▶ [EXTRACTED INFORMATION]:

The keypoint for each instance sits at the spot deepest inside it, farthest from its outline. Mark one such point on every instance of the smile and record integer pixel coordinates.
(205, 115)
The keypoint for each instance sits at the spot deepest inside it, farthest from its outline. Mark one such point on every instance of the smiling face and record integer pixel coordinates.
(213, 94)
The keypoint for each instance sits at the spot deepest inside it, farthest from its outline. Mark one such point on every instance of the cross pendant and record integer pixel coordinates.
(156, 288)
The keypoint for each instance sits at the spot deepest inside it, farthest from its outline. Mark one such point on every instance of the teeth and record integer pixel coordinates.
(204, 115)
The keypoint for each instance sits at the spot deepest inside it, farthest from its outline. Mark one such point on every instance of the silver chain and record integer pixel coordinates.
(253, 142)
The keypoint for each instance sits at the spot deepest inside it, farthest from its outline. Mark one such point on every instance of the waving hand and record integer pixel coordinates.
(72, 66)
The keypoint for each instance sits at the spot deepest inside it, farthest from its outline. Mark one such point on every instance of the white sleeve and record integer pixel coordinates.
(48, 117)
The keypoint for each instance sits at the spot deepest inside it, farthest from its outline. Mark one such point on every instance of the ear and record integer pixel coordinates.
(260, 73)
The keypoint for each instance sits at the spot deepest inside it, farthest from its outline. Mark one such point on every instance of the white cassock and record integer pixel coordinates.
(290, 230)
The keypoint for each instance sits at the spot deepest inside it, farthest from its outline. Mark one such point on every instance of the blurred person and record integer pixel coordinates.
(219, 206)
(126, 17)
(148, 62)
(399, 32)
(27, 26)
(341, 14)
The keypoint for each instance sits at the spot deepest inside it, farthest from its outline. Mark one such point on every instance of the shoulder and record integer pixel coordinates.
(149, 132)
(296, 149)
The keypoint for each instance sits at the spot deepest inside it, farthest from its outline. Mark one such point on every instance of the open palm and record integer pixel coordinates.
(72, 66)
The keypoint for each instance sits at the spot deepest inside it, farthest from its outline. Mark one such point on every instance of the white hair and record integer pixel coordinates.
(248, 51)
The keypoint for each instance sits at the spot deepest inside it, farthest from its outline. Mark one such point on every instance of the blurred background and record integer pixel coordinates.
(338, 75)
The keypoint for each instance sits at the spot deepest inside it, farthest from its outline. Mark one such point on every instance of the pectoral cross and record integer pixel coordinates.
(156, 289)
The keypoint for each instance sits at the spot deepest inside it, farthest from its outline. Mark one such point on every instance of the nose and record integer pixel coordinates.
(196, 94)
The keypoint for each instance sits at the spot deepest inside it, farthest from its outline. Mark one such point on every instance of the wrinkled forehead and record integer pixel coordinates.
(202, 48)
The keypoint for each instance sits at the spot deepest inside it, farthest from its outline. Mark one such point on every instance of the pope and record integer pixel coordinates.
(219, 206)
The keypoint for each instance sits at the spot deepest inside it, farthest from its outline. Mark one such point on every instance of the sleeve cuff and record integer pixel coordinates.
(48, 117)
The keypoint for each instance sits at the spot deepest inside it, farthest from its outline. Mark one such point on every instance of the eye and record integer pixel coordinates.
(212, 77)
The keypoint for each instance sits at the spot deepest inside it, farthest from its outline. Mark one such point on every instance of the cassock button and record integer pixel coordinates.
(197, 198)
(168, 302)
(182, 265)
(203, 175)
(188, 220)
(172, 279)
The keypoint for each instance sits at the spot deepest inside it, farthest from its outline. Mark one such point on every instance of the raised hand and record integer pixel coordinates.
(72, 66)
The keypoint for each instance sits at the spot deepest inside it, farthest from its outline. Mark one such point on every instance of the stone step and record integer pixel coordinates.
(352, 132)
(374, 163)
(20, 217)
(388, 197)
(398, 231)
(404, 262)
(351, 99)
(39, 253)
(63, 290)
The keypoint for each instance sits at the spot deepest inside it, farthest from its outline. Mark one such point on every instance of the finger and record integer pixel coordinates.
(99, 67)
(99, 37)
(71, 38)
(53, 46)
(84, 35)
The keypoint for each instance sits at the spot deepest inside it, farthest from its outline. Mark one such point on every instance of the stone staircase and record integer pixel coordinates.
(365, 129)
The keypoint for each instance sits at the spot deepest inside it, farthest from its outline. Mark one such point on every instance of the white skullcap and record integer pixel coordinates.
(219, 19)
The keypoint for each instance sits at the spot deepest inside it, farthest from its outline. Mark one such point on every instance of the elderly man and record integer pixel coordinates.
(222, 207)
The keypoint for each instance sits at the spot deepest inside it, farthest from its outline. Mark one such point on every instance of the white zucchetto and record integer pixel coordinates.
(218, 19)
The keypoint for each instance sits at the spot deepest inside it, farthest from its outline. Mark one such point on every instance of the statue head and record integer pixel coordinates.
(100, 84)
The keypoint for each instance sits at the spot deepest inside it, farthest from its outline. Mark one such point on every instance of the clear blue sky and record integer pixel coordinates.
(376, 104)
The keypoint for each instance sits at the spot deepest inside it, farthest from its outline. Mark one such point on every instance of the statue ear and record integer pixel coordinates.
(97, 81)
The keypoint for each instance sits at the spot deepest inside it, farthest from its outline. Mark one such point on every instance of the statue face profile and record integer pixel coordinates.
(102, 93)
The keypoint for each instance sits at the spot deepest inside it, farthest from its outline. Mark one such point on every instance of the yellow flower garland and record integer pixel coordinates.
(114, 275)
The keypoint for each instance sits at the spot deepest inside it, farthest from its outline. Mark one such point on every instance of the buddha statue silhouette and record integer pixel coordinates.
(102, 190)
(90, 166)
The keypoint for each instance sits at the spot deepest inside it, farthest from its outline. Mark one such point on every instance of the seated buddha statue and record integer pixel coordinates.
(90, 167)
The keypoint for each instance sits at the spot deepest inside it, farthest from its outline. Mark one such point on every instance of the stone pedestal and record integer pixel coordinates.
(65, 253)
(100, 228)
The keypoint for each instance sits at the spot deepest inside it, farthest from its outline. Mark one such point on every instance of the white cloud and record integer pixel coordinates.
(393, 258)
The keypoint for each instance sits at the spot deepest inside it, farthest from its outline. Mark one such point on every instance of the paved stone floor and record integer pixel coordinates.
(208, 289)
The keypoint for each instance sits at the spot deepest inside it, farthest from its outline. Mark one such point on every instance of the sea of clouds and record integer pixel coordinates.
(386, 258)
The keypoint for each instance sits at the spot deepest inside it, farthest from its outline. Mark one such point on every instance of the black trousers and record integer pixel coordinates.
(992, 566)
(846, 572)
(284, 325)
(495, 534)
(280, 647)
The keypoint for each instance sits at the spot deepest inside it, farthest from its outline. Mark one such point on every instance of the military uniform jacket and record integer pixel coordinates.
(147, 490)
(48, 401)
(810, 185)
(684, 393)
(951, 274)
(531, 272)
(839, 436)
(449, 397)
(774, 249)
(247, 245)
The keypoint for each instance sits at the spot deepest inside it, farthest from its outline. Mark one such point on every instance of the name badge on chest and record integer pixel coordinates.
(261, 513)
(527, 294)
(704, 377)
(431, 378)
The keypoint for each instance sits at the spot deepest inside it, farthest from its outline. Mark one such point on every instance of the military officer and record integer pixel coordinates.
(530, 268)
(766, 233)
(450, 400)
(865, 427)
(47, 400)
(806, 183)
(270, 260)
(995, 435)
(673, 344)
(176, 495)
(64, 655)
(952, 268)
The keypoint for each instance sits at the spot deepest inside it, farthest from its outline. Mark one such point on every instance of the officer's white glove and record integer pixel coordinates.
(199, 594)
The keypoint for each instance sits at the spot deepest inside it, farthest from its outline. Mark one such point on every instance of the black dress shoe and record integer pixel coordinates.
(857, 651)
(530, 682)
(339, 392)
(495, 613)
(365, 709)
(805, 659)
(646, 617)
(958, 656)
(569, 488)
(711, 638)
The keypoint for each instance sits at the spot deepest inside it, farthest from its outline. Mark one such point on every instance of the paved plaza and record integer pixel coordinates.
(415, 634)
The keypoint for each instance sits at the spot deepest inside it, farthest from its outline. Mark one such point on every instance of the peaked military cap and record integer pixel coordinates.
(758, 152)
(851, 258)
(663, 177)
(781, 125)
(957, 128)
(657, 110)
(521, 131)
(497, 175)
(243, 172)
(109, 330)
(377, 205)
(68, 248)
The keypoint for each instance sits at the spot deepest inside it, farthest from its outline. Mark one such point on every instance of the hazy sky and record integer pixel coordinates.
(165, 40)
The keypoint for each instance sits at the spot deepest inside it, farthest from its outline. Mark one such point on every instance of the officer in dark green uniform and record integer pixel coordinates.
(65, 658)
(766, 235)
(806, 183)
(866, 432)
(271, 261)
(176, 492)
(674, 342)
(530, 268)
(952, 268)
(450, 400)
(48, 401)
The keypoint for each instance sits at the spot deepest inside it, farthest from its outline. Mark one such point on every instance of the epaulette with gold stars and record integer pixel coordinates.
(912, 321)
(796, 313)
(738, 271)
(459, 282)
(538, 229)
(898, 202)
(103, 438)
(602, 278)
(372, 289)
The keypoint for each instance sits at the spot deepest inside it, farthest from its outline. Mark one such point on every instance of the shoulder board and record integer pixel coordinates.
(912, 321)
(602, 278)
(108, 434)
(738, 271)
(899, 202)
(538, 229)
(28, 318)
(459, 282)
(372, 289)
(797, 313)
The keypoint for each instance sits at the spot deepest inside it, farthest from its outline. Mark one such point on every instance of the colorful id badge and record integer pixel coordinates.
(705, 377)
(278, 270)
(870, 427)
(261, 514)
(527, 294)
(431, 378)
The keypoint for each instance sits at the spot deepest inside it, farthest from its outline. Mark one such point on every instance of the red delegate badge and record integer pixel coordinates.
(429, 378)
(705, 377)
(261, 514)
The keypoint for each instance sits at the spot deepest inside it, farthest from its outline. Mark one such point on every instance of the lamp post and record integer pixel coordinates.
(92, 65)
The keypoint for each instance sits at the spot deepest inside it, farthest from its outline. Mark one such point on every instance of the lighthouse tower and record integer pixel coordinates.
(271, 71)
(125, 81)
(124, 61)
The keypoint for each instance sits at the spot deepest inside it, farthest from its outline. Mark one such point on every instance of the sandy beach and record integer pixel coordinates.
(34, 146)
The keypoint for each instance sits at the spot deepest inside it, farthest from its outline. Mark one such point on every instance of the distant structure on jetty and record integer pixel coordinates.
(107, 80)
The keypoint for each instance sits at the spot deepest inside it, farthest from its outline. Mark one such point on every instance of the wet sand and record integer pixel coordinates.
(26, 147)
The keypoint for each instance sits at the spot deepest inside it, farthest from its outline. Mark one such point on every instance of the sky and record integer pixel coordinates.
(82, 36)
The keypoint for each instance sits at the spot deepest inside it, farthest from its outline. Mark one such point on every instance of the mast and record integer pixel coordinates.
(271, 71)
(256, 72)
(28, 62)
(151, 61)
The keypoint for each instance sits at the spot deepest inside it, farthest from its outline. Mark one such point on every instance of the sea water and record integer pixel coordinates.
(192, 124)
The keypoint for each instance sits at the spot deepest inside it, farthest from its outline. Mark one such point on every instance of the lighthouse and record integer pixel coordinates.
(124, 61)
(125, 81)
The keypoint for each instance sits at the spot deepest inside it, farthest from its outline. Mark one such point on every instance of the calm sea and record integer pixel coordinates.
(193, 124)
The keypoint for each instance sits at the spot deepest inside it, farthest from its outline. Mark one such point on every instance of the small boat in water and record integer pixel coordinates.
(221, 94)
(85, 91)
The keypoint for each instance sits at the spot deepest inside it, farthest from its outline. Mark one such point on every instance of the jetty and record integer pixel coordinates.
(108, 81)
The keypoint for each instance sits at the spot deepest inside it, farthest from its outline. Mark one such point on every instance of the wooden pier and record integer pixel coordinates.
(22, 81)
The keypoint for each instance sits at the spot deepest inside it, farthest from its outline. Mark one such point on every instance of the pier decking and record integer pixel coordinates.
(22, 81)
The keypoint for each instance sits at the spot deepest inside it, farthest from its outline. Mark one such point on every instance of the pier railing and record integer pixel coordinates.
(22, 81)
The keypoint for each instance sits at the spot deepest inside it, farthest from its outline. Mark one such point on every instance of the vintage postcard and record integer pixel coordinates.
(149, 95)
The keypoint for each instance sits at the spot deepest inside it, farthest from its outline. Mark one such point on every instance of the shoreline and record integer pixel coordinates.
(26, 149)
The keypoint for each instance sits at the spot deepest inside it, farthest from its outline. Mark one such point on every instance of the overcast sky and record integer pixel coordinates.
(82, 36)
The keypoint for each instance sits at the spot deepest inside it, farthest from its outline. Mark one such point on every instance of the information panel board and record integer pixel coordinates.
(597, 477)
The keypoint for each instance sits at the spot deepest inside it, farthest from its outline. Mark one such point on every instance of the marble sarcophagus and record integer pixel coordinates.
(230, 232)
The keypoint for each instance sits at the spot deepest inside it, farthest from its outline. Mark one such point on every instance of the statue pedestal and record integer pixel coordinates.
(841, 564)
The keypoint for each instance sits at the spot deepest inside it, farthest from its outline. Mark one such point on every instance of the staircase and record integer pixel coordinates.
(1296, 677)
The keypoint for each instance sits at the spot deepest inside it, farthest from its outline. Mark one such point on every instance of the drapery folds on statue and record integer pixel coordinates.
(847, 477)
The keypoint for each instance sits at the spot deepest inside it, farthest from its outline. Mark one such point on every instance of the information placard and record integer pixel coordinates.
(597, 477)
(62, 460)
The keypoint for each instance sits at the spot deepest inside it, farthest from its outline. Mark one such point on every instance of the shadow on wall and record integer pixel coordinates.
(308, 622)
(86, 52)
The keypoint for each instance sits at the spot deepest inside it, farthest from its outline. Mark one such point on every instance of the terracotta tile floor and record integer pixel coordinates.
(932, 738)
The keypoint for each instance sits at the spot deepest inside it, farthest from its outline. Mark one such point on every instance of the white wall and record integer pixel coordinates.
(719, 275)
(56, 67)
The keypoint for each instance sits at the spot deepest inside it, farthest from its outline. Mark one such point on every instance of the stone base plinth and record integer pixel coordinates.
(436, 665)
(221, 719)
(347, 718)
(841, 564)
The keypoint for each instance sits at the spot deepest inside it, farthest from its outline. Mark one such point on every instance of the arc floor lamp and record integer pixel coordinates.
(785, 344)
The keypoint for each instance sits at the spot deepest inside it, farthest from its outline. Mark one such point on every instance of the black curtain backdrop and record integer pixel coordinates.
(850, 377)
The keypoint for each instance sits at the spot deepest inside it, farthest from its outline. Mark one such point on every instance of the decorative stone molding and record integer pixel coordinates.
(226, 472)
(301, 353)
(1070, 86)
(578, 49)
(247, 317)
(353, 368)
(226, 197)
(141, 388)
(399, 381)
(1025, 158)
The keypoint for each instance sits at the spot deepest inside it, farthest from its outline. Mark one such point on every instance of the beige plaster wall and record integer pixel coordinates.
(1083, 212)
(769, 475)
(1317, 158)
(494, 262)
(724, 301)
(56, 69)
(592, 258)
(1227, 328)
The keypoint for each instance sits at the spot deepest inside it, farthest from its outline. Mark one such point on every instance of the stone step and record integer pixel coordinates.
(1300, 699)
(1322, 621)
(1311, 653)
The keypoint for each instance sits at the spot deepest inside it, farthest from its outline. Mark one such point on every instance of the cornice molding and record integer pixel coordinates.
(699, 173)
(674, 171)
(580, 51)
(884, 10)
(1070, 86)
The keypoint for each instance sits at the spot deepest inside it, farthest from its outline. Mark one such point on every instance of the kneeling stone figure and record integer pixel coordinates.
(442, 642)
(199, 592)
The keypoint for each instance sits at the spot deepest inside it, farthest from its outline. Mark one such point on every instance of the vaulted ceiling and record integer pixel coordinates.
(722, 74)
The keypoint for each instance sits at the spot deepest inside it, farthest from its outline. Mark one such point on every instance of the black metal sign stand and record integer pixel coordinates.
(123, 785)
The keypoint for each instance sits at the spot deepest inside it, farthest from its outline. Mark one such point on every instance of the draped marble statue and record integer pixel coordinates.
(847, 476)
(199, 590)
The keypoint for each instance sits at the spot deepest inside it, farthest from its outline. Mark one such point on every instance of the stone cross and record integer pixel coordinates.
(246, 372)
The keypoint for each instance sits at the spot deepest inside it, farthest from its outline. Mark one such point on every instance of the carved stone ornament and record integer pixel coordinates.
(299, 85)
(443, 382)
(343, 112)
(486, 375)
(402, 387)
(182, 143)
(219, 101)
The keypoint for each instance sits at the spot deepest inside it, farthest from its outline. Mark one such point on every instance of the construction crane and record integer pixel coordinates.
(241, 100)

▶ [EXERCISE TASK]: Set down, exactly and in full, the lines from the one containing "figure and record integer pixel coordinates." through the end of the entries; no other line belongs.

▶ [WORKED SOLUTION]:
The keypoint for each instance sits at the spot deepest inside it, farthest from its outline. Mark one such point on every instance of the kneeling stone figure and record integer pixel coordinates.
(442, 642)
(199, 592)
The keypoint for each instance sits at the spot deepest inside it, farthest from its outline. Mark one such point on every instance of the vaulted ceiling and record integer pixel coordinates.
(722, 74)
The keypoint for each instance sits at the spot deepest inside it, farthest from its outline. Mark one such point on every instance of the black metal sign stand and record integer pixel coordinates.
(123, 785)
The keypoint for each instance sits at the spot deepest inside it, farthest from its outline. Mark one such point on every instance of the draped marble statue and record integer pixel coordinates.
(847, 476)
(199, 590)
The keypoint for each instance sits at the spot deepest inside it, farthest from its outline. Mark one such point on every instance of the stone cross and record integer pixel coordinates.
(246, 372)
The keypoint for each instance sits at the spot deepest inside it, farthest from its outline. Mark one such point on every instance of the carved stone ornament and record integer pixel coordinates.
(299, 85)
(443, 382)
(343, 112)
(486, 375)
(402, 387)
(182, 143)
(219, 101)
The keypoint for each instance sits at the spot deepest inside it, farthest from its outline. Mark one such point on every instance of the construction crane and record integer pixel coordinates.
(241, 100)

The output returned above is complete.